◆ Directions for this task: In your copy, leave out the pictures; write out all the data exactly.

::: Task material

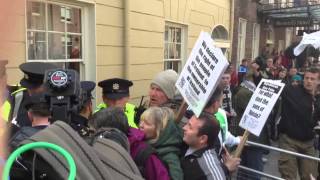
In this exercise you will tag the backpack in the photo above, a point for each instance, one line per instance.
(105, 160)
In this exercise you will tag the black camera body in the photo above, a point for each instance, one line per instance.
(63, 93)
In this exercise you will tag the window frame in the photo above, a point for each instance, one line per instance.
(47, 32)
(241, 43)
(182, 43)
(255, 40)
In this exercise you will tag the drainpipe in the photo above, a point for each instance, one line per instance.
(231, 31)
(126, 40)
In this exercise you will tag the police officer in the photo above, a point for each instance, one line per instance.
(116, 94)
(31, 83)
(5, 102)
(79, 122)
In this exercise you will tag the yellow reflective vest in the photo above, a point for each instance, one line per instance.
(5, 110)
(129, 111)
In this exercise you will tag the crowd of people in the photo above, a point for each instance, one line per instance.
(164, 147)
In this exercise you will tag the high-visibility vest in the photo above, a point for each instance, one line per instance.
(5, 110)
(129, 111)
(222, 119)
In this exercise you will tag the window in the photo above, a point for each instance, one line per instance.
(54, 33)
(220, 36)
(173, 47)
(270, 35)
(255, 40)
(241, 39)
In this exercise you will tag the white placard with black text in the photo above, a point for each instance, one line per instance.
(260, 105)
(201, 73)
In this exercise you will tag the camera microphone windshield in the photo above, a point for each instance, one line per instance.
(63, 91)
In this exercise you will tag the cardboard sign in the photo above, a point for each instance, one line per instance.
(260, 105)
(202, 73)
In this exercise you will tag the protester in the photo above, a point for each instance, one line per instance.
(251, 156)
(283, 75)
(162, 89)
(243, 68)
(162, 93)
(150, 166)
(227, 104)
(80, 121)
(296, 127)
(200, 160)
(296, 80)
(165, 136)
(38, 113)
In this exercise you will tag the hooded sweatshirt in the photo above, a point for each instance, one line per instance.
(153, 167)
(168, 149)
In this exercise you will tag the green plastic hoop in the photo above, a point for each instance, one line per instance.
(26, 147)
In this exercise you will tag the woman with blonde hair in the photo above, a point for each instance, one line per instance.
(164, 136)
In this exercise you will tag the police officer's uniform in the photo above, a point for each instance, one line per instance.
(33, 78)
(80, 123)
(117, 88)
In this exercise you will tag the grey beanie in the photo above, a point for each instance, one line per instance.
(166, 80)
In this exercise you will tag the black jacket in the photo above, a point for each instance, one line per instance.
(203, 164)
(22, 134)
(297, 113)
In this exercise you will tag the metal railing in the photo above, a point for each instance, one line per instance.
(266, 175)
(285, 5)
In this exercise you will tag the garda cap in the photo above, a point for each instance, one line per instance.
(115, 88)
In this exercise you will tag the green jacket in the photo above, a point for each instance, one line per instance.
(129, 111)
(168, 149)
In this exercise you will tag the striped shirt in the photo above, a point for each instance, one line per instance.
(202, 164)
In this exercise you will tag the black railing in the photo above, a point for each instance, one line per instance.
(285, 5)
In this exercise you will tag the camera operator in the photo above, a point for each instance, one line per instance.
(31, 83)
(79, 122)
(38, 113)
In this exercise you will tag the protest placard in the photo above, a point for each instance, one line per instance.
(201, 73)
(260, 105)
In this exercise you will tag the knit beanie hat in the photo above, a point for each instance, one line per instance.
(296, 78)
(166, 80)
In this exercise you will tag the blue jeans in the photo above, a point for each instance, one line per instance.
(251, 157)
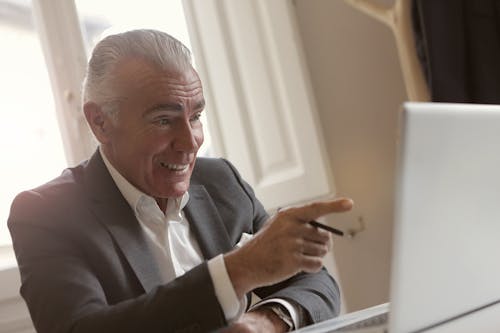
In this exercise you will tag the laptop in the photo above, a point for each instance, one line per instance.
(446, 250)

::::::

◆ Answer:
In this exercise you will tag the backpack in the photo above, a point for each instance, one line per instance.
(105, 160)
In this exercise you will tag the black camera body in the photo above, a point for each instance, one line per instance.
(63, 93)
In this exercise you will tag the window frame in the photo above, a point for each instance, one line per instance.
(47, 32)
(241, 43)
(182, 43)
(255, 40)
In this exercise you will tag the drainpipe in the photo above, a point for each instance, one line per instance.
(231, 31)
(126, 40)
In this exercise you will tag the police officer in the photo above, a point for each instance, one line per instance.
(116, 94)
(31, 83)
(5, 102)
(79, 122)
In this exercise you will tag the yellow reflective vest in the photo above, a point for each instance, one line per instance.
(5, 110)
(129, 111)
In this exercise you will tag the crowd of people in the photo above, a point for each instance, one line per instance.
(164, 147)
In this exercise you will tag the high-visibility vest in the photo above, a point for each instance, one line per instance.
(5, 110)
(129, 111)
(222, 119)
In this exercise you will tag the window in the photo above, a point for each instance, one line per instance.
(54, 33)
(220, 36)
(173, 47)
(270, 35)
(255, 40)
(241, 39)
In this exercise you will tag the white placard with black text in the photo above, a point for each instance, one line per instance.
(260, 105)
(201, 73)
In this exercise you will tag the camera microphone windshield in the photo above, a point for each instance, one line per instance.
(63, 91)
In this exercise you will tag the cardboard sign in the photo above, a point for each instance, one line per instance.
(260, 105)
(202, 73)
In this exercise you will tag the protester in the photo above, a point for each instance, one line per instance.
(251, 156)
(283, 75)
(162, 89)
(243, 68)
(162, 93)
(150, 166)
(227, 104)
(80, 121)
(296, 127)
(200, 160)
(296, 80)
(165, 136)
(38, 113)
In this exercise you will tag the hooded sweatshirt in the photo above, a point for each instance, one line per instance.
(153, 167)
(168, 149)
In this exercise you will tag the green plastic hoop in the photo above, a point for each instance, one line per instance.
(26, 147)
In this exercise you will tag the woman with blonde hair in the photo above, a point for each instance, one line per instance.
(164, 136)
In this exercise you will tag the police officer's uniform in the photo above, a point for each instance, one line per instance.
(33, 78)
(80, 123)
(117, 88)
In this exercise you will tag the grey beanie in the photo above, a point for each instance, one line per instance.
(166, 80)
In this exercise you will tag the black jacket in the photo above, a point for each instance, one line per instance.
(203, 164)
(22, 134)
(297, 113)
In this exercise you will tag the metal railing in the photo above, a point for each instance, one line per instance.
(266, 175)
(285, 5)
In this exercise you will tag the garda cap in the photo above, a point for each instance, one line per instance.
(115, 88)
In this exercise you will tag the green jacket in the photo above, a point for each instance, one line per instance.
(129, 111)
(168, 149)
In this exercise you will tag the striped shirt in the photo above, a point for each instance, one line per instance.
(202, 164)
In this exercise you will tag the black railing in the photo above, a point for each instance, one line per instance.
(285, 5)
In this exercise you will tag the camera operator in the photo above, a point for each instance, one line per instance.
(31, 83)
(79, 122)
(38, 113)
In this exercise you will tag the protest placard in the photo above, a point for each instance, one line per instance.
(201, 73)
(260, 105)
In this exercise you will tag the knit beanie hat in the photo above, a point for each instance, one line per instance.
(296, 78)
(166, 80)
In this exercise you will tag the blue jeans in the photo above, a point for each instance, one line per instance.
(251, 157)
In this exercise you will tag the laptop in the photo above, a point for each instance, one line per instance.
(446, 250)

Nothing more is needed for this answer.